- Opening Delimiter -
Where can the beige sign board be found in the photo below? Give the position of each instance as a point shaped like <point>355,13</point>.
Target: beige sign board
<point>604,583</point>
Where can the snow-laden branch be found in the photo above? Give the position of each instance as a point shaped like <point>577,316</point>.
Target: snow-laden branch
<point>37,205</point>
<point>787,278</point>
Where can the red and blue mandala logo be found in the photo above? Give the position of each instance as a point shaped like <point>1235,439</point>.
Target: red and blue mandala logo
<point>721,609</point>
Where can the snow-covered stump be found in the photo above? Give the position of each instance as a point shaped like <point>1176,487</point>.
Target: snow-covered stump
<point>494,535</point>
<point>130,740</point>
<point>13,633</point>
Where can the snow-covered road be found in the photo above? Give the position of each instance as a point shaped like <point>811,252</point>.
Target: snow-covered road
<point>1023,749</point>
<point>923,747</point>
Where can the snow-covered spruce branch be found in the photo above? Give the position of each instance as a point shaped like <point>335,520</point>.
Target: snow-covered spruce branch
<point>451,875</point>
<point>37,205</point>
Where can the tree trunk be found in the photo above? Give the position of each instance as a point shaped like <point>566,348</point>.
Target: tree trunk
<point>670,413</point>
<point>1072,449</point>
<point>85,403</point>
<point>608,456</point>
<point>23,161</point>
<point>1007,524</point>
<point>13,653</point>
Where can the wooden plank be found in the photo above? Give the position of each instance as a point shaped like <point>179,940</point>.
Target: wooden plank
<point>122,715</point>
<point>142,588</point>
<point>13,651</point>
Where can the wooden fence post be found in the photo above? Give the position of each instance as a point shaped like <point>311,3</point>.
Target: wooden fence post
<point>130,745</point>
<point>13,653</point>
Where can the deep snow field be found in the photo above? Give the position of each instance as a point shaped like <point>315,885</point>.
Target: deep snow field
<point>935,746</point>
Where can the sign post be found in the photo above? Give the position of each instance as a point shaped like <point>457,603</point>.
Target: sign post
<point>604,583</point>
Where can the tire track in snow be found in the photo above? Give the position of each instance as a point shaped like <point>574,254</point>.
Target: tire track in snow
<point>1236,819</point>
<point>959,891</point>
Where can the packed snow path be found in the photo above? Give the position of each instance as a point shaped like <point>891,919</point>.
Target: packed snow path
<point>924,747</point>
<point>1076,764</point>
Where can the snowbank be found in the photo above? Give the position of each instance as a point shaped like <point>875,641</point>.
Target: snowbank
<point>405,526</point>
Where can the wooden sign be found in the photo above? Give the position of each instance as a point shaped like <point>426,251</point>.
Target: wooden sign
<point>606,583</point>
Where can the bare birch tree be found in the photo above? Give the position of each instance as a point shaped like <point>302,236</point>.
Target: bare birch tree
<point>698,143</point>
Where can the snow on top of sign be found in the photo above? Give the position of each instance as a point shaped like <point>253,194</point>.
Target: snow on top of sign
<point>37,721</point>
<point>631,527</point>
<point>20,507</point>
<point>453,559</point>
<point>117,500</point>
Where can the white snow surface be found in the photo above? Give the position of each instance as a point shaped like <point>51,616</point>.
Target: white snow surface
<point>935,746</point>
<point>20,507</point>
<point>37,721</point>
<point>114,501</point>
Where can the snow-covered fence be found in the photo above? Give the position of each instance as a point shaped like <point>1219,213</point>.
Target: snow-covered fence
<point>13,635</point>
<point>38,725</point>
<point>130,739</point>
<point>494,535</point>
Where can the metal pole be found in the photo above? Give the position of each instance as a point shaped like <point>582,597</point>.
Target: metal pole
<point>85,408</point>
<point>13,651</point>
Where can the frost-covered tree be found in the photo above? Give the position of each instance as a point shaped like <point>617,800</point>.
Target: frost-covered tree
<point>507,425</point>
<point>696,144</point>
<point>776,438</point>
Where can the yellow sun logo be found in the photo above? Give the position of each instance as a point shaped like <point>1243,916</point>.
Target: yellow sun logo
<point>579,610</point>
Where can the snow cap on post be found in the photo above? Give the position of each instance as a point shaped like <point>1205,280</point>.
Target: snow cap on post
- Closing Delimiter -
### Task
Once more, write out the records exactly as they are.

### Exercise result
Where can the beige sign board be found in the photo below? Give the position of each instance as a point shaped like <point>355,13</point>.
Target: beige sign board
<point>604,583</point>
Where can the snow-laden branch be found in the photo above? Give the position of each instance as a point shaped like <point>577,316</point>.
Target: snow-laden branch
<point>37,205</point>
<point>787,278</point>
Where can the red and blue mandala logo be found in the photo above? Give the position of each instance as a point shaped like <point>1235,439</point>.
Target: red and blue mandala logo
<point>721,609</point>
Where can the snow-covered stump be found in the photo above? Give the position of each instance as a point shaped like <point>1176,487</point>.
Target: snow-covered stump
<point>494,535</point>
<point>130,740</point>
<point>13,633</point>
Where can the snow-covered road be found in the photo above? Give the position of each instance as a point shaped like <point>811,252</point>.
Target: snow-covered road
<point>1023,749</point>
<point>923,747</point>
Where can the snow-covered spruce branch be found in the photo above? Give the position of each instance as a point shaped like <point>335,520</point>.
Target: snow-covered spruce branch
<point>451,875</point>
<point>37,205</point>
Where can the tree trunk be found in the photo above? Give the position of each instance as a point shaped like <point>566,348</point>.
Target: tree trunk
<point>670,413</point>
<point>1072,449</point>
<point>85,403</point>
<point>608,456</point>
<point>23,161</point>
<point>1007,524</point>
<point>13,653</point>
Where can the wooden plank be found in the photo above? Give the position of each instance as a point shaped like <point>179,940</point>.
Target: wooden plank
<point>122,715</point>
<point>142,588</point>
<point>13,651</point>
Where can the wooden fence post be found in the photo above? Give the position of each instance as a point shaped like <point>311,3</point>.
Target: wooden fence post
<point>130,745</point>
<point>13,653</point>
Where can the deep snow field be found in the photo above? Give the position of each instance as a point shaped like <point>315,885</point>.
Target: deep snow field
<point>935,746</point>
Where can the sign post be found in the photo above? Give the position of each instance as a point shaped like <point>457,603</point>.
Target: sign post
<point>604,583</point>
Where can the tire track in snow be found in the photo above? Give the position of each instance as a point shaped like <point>574,254</point>.
Target: tire track in snow
<point>1236,819</point>
<point>959,891</point>
Where can the packed snow path be found in the photo above? Give the position of each instance as a point shaped like <point>891,919</point>.
Target: packed snow path
<point>924,747</point>
<point>1076,764</point>
Where can the snowbank be found in the photo above? Give the position of each instance as a point shaped like <point>875,641</point>.
Target: snowbank
<point>405,526</point>
Where can the wooden sign be found in the photo above? Give the position of each instance as a point shaped like <point>426,251</point>.
Target: wooden sign
<point>606,583</point>
Where can the bare birch tree be found in the photo above? Give the position of each instance as a point shaped like <point>302,236</point>.
Target: bare birch tree
<point>698,143</point>
Where can the snow on top of sign be found in the photo above? Give the position of each instance as a point shaped like <point>253,194</point>.
Target: snow on top of sign
<point>37,721</point>
<point>631,527</point>
<point>20,507</point>
<point>453,559</point>
<point>117,500</point>
Where can the white snow surface be found in the photo above? Give the position of each instance as a point shaped like <point>51,616</point>.
Target: white snow surface
<point>935,746</point>
<point>20,507</point>
<point>37,721</point>
<point>114,501</point>
Where can the snow-covered fence be found in the photo above? Give the position of each instance as a point shaped like <point>1219,213</point>.
Target: snow-covered fence
<point>13,635</point>
<point>38,725</point>
<point>130,739</point>
<point>494,535</point>
Where can the metal pole be found in the photo above? Give the position of each instance as a point shaped like <point>582,597</point>.
Target: metal pole
<point>85,408</point>
<point>13,651</point>
Where can the frost-covered tree be found in the photo above? Give the position of each instance as a point shaped like <point>617,800</point>.
Target: frost-covered tree
<point>507,425</point>
<point>696,144</point>
<point>776,438</point>
Where can the yellow sun logo be found in the photo above? Give the position of each instance as a point shaped like <point>1243,916</point>.
Target: yellow sun logo
<point>579,610</point>
Where can the snow cap on post be found in the photo above? Give the position of each instance as a point shaped like <point>1205,280</point>.
Target: snow cap on post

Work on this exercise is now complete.